__Do this__: Can you echo, without any changes, the part of the rows below that opens with the line containing "Note to the class: find the green bush" and closes with the line containing "Note to the class: find the white plastic", both of those lines included?
═════ Supplied information
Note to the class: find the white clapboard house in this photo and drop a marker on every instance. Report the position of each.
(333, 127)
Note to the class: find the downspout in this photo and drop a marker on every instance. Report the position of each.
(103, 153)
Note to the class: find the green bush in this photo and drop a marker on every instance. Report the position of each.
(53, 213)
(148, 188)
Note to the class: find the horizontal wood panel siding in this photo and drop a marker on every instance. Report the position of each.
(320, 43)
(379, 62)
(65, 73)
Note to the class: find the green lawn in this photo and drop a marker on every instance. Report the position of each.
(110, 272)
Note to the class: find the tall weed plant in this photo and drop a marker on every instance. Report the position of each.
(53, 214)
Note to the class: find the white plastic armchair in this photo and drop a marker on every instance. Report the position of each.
══════════
═════ Supplied information
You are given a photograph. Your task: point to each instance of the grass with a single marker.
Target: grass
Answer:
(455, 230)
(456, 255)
══════════
__Result of this task__:
Note to the class: find the green bush in this photo and drop a marker on every instance. Report the position of each.
(53, 213)
(148, 188)
Note to the class: find the horizontal wood panel siding in this photo and drop a marker on every instance. Report the position of each.
(320, 43)
(379, 62)
(65, 73)
Note to the class: find the green lawn in this photo and drop a marker on every instance. Report the position of each.
(110, 272)
Note to the class: find the tall weed plant in this photo and drop a marker on every instance. Report the position of each.
(53, 214)
Note to the class: find the white plastic armchair in this photo and drop a marker on every instance. Report the position of each.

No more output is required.